Objective >> Tally the lines in the entries below that contain the string "windshield", treating case as significant, and reply with the number alone.

Object point labels
____

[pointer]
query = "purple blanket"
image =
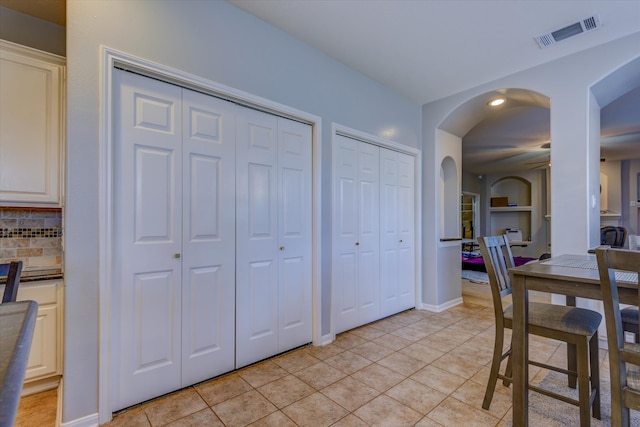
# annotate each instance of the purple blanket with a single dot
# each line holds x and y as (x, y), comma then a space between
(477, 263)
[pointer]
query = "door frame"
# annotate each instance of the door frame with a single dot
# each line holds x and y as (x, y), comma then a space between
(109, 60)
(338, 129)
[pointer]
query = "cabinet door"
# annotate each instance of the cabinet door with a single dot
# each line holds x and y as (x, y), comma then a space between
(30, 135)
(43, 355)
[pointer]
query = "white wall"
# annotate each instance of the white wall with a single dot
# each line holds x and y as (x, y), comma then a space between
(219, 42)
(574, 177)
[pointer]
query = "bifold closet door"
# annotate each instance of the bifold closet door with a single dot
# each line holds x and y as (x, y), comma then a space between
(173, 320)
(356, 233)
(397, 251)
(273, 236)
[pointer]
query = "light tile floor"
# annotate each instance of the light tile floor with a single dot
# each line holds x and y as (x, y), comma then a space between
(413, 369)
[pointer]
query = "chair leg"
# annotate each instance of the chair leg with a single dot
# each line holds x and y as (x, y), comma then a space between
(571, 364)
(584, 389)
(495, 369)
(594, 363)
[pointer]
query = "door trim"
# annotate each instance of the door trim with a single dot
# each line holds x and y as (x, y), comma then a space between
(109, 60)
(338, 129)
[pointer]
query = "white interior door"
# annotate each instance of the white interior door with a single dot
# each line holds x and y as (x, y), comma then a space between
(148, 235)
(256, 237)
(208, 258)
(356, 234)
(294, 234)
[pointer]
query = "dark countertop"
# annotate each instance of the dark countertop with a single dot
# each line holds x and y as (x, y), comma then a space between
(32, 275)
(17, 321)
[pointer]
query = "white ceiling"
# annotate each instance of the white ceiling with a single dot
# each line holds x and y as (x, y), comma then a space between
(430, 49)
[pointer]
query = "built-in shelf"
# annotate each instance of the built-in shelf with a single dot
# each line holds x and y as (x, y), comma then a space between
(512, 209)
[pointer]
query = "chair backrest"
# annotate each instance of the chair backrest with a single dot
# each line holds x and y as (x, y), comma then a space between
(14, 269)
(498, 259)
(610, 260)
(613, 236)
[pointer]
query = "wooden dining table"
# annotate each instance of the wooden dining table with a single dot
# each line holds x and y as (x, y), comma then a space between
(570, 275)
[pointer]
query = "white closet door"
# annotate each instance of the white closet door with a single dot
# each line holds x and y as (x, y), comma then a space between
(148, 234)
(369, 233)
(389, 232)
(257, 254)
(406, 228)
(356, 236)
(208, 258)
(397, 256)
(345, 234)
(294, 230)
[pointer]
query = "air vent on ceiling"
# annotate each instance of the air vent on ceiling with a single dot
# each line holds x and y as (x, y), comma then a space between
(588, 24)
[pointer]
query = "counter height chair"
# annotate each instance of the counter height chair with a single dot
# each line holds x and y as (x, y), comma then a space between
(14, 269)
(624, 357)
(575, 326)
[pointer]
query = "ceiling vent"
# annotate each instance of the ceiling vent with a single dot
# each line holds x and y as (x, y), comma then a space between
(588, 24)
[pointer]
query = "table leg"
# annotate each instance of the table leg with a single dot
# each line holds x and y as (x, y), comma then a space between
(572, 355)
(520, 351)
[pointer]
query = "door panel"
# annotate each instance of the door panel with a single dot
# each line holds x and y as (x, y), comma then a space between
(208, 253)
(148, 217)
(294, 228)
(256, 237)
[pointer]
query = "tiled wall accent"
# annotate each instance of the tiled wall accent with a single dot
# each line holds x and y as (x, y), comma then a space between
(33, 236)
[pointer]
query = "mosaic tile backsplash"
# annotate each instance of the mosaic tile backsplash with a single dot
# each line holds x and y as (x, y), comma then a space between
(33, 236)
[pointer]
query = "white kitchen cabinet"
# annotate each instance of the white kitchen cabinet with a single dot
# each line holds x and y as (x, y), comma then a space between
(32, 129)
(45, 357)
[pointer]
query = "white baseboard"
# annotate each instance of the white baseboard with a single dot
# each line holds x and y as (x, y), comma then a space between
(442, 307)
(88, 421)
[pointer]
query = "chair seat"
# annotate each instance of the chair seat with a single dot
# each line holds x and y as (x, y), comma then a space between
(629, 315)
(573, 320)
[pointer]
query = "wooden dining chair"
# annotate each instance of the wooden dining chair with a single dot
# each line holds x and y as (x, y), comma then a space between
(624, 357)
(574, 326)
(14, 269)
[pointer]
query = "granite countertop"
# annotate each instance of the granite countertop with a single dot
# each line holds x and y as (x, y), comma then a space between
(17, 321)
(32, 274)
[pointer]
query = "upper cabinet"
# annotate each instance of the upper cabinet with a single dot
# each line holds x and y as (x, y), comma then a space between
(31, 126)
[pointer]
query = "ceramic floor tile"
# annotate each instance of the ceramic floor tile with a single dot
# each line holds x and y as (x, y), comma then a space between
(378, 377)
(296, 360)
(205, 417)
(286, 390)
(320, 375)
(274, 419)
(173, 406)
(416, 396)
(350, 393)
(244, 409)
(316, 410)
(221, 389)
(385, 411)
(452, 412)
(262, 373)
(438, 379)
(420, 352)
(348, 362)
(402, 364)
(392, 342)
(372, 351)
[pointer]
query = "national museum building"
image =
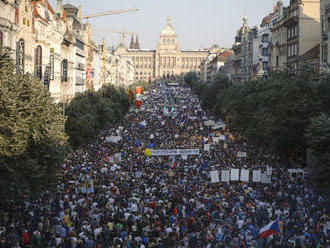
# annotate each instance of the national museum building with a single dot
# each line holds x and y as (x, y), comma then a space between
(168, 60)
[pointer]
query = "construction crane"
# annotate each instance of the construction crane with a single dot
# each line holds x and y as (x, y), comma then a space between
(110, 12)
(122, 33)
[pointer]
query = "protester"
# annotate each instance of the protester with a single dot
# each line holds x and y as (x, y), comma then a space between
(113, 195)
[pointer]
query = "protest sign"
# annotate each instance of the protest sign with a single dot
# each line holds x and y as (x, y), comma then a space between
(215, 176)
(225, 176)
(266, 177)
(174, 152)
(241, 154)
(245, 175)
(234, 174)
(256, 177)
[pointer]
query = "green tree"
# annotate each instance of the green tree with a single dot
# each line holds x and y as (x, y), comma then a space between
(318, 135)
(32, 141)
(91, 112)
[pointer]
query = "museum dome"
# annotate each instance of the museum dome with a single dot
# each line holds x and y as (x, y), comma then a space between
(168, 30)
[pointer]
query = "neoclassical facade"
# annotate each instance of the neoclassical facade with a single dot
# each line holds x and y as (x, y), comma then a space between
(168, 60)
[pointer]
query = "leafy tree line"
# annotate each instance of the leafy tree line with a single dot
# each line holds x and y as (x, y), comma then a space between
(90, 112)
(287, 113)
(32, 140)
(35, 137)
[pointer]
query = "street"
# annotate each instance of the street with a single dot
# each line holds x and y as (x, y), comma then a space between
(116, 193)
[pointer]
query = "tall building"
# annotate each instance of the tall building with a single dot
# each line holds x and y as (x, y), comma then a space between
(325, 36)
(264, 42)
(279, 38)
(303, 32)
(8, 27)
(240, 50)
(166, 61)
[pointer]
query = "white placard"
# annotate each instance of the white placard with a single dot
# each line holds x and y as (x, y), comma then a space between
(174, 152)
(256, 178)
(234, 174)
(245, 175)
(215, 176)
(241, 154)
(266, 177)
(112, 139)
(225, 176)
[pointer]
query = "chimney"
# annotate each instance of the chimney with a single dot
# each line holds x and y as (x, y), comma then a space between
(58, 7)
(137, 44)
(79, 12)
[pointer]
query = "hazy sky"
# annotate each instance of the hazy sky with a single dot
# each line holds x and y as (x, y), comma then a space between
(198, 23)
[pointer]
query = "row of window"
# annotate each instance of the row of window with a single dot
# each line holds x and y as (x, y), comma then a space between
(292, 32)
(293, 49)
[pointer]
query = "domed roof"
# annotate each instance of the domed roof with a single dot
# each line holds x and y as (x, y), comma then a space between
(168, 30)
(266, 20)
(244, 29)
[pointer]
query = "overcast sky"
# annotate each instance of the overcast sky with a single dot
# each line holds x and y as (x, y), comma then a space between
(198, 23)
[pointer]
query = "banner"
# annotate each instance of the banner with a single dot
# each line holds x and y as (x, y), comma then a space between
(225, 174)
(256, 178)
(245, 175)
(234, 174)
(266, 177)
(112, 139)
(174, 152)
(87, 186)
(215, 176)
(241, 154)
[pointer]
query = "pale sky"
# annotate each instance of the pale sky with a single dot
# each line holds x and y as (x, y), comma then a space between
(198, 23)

____

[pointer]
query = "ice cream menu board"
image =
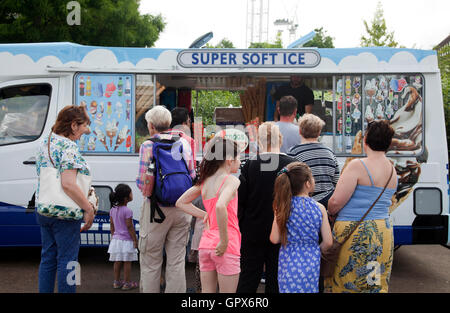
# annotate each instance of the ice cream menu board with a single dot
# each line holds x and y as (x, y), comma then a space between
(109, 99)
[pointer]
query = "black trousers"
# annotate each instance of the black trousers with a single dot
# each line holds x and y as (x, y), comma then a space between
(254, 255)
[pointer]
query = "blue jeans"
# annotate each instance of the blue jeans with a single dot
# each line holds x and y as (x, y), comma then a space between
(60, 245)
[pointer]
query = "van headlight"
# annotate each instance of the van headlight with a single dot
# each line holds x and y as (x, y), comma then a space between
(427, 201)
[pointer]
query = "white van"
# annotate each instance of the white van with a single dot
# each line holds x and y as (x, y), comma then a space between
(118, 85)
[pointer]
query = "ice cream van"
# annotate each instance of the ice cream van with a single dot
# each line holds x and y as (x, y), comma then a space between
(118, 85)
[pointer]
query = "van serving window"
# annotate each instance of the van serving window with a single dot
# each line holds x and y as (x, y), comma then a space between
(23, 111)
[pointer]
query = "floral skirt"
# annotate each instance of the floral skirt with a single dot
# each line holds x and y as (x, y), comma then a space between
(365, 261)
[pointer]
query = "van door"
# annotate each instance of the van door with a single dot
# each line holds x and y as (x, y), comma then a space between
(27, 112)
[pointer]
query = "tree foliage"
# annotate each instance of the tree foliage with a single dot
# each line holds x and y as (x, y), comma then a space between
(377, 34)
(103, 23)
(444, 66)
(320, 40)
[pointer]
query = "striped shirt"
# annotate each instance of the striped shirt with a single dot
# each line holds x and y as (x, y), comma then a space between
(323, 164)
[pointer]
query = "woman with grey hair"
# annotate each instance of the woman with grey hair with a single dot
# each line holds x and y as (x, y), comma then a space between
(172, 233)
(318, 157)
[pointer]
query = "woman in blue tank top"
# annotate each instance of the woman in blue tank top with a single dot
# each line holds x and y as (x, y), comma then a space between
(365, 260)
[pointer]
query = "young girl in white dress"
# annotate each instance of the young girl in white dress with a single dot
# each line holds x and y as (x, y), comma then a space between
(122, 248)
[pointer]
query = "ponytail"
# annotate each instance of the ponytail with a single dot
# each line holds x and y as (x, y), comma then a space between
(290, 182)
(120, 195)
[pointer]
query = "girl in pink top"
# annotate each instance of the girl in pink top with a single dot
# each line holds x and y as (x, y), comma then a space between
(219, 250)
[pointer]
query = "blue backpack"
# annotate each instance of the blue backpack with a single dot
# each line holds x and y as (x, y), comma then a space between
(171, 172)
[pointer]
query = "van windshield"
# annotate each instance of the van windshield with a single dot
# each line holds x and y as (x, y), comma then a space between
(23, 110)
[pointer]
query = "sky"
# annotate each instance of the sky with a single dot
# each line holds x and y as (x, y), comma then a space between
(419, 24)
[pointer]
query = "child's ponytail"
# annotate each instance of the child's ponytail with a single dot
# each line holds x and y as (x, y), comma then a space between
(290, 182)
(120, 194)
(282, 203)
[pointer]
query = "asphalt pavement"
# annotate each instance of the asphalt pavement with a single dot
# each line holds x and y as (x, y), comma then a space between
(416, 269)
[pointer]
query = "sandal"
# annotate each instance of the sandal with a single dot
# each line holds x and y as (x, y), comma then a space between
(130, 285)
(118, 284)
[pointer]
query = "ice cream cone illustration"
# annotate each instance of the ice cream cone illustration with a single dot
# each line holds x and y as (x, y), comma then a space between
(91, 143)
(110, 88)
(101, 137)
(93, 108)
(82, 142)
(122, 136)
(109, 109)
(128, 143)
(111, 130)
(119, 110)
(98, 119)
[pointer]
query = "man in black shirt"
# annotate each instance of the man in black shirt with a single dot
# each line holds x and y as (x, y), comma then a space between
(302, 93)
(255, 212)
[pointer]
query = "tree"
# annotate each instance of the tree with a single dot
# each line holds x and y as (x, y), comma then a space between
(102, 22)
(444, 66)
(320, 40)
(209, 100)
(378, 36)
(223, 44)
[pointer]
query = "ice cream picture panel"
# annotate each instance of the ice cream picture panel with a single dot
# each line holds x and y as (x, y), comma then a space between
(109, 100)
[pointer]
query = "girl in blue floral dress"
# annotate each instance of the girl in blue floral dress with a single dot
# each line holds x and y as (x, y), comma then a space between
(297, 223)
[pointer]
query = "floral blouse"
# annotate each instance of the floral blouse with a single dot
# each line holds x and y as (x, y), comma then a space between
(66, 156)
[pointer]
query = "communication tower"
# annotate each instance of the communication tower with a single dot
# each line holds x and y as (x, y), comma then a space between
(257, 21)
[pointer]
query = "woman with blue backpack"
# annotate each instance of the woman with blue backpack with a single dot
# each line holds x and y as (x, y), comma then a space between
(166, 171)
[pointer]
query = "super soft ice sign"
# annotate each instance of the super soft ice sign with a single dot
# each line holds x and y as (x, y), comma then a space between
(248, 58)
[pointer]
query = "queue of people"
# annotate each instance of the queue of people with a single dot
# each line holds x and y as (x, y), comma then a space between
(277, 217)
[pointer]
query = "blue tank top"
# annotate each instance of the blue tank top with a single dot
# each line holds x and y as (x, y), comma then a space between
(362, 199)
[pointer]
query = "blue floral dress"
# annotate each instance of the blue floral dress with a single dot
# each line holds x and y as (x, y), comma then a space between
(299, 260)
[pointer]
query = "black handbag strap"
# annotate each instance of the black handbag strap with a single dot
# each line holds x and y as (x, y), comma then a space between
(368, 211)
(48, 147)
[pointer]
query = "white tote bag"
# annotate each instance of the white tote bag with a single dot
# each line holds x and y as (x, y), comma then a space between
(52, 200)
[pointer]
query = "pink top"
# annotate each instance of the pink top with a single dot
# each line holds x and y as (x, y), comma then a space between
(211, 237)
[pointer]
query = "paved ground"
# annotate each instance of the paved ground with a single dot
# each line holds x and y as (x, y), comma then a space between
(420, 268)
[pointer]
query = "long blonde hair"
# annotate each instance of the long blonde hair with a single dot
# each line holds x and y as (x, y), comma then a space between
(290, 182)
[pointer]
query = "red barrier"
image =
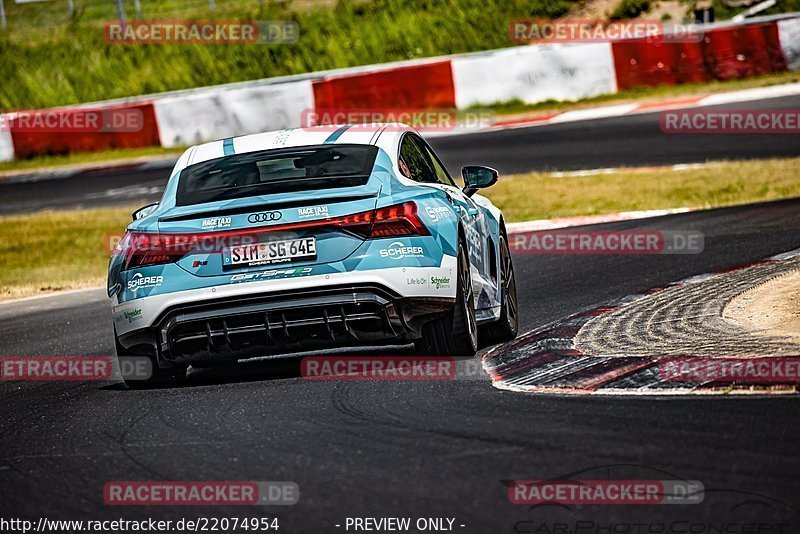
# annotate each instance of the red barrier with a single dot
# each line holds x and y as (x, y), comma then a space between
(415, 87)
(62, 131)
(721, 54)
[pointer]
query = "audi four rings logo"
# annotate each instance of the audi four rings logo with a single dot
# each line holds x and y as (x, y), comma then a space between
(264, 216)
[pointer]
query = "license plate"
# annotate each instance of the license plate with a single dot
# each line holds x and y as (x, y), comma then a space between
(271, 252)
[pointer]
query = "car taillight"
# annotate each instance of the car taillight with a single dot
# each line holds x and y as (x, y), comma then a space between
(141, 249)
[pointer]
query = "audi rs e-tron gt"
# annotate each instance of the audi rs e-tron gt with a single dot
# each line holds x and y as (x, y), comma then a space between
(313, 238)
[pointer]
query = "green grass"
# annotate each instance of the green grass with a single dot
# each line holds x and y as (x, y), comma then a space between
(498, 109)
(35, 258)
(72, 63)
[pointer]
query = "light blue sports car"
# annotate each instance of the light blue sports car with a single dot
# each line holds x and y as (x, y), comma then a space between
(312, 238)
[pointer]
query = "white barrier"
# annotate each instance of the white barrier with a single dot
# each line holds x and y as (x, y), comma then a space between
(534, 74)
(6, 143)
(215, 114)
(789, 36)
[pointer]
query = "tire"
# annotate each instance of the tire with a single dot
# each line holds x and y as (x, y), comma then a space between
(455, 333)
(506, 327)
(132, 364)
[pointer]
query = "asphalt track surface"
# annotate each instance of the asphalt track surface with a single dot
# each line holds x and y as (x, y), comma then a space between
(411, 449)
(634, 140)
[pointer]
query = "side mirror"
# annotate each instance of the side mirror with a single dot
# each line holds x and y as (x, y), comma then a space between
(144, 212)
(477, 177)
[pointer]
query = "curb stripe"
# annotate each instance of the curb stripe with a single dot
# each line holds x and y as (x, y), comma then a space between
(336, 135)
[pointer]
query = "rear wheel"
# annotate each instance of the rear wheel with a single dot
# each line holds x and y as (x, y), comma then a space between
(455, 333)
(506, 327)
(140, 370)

____

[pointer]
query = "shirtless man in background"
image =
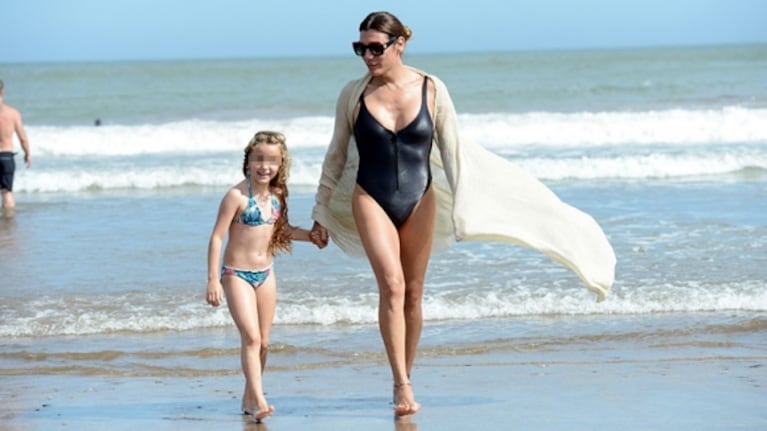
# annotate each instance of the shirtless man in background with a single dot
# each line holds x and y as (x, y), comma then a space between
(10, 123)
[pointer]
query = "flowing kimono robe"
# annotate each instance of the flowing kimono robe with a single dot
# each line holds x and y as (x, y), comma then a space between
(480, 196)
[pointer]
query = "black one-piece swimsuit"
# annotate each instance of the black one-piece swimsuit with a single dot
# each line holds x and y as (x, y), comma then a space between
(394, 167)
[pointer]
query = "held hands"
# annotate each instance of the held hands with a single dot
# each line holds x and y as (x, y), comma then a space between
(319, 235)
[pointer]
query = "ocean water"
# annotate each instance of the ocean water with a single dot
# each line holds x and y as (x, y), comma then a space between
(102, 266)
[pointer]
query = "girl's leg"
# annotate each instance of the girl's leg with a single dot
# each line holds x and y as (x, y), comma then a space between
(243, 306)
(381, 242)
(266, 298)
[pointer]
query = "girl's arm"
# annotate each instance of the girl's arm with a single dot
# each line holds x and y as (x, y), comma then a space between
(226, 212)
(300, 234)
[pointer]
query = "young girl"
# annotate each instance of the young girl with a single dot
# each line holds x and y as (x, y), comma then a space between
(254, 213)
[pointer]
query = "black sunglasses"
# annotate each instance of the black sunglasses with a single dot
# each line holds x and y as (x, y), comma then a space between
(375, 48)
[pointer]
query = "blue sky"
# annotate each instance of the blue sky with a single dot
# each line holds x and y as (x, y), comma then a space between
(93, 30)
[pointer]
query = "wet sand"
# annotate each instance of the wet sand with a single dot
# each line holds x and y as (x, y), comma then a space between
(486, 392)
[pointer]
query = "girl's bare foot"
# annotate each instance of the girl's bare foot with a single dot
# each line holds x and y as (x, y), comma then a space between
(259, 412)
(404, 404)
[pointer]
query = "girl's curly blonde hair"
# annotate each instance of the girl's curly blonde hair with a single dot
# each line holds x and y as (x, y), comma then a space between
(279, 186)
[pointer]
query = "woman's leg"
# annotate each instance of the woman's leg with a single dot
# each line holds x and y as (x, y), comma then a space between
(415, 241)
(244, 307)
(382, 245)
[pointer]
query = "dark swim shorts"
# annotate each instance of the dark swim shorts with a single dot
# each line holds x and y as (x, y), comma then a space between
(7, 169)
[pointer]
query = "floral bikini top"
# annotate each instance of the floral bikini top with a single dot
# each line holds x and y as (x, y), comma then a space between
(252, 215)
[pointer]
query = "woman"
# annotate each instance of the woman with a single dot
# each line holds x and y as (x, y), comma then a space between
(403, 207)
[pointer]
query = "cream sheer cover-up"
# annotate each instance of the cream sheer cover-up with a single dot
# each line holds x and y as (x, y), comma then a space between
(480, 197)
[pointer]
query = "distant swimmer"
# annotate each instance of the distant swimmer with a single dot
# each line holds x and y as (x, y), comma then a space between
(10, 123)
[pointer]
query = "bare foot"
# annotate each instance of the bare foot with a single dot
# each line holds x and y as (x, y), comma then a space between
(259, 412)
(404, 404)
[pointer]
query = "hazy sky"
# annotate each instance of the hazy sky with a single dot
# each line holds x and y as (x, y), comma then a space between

____

Answer below >> 2